Desafío:
Según el fragmento del documento sobre el sistema monetario internacional, ¿por qué la internacionalización de las ventajas del sistema implicaba la internacionalización del crédito? Responda en una a tres oraciones.

Fragmento del documento:
== == ==
En tal caso, el busilis comprende a toda la UE. Pero Inglaterra, que no
está dentro del euro, también se tiró de cabeza a la TINA y Japón hace
como dos décadas que sigue enjabonándose.
En este estado de cosas, la coordinación internacional volvería
posible lo que ahora no es. Vale recordar que antes que Bretton Woods
colapsara, en los diferentes planes para tornar más adecuado el sistema
monetario internacional, tipo Triffin, Keynes, Giscard d’Estaing, etc.,
lo que se buscaba –en última instancia–, de una manera o de otra, era la
internacionalización de las ventajas del sistema, lo que implicaba e
implica la internacionalización del crédito, porque esas ventajas no
pueden ser alcanzadas más que por una moneda fiduciaria internacional
que reemplace al connubio dólar-oro de entonces y al dólar soltero de
ahora. No obstante, la internacionalización del crédito sólo puede ser
instituida por un organismo regulador supranacional difícilmente
digerible por las grandes potencias; antes y ahora. Ahí se encontraba y
encuentra el límite de todos estos planes.
== == ==
Información proporcionada:
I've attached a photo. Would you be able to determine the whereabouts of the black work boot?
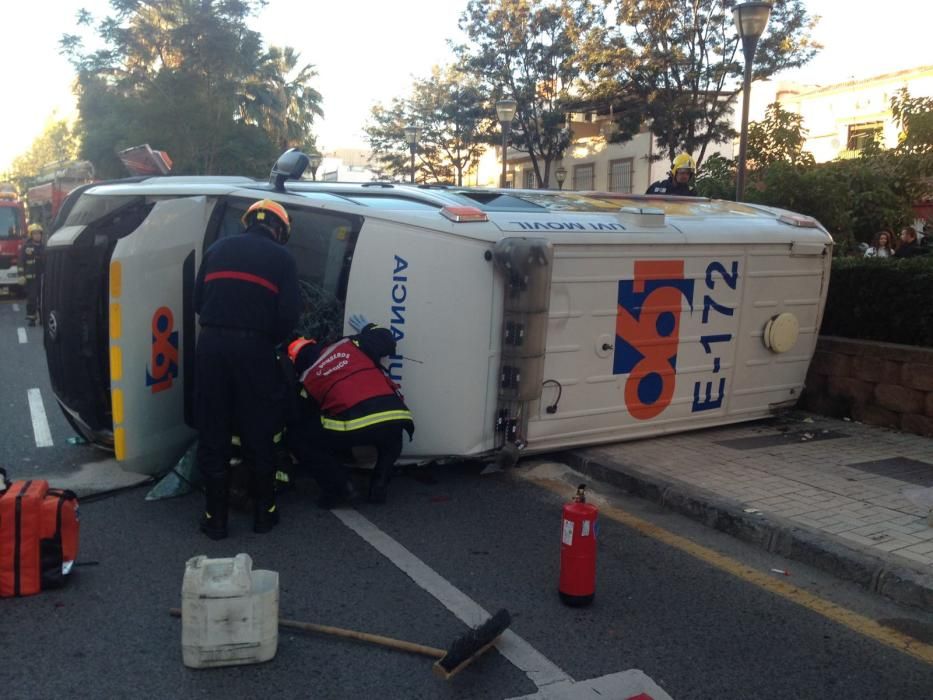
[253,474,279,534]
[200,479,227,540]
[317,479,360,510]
== == ==
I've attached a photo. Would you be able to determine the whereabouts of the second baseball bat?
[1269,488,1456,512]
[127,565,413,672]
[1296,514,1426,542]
== == ==
Respuesta completa:
Esas ventajas solo pueden alcanzarse mediante una moneda fiduciaria internacional. Esa moneda tendría que reemplazar al connubio dólar-oro de entonces y al dólar soltero de ahora.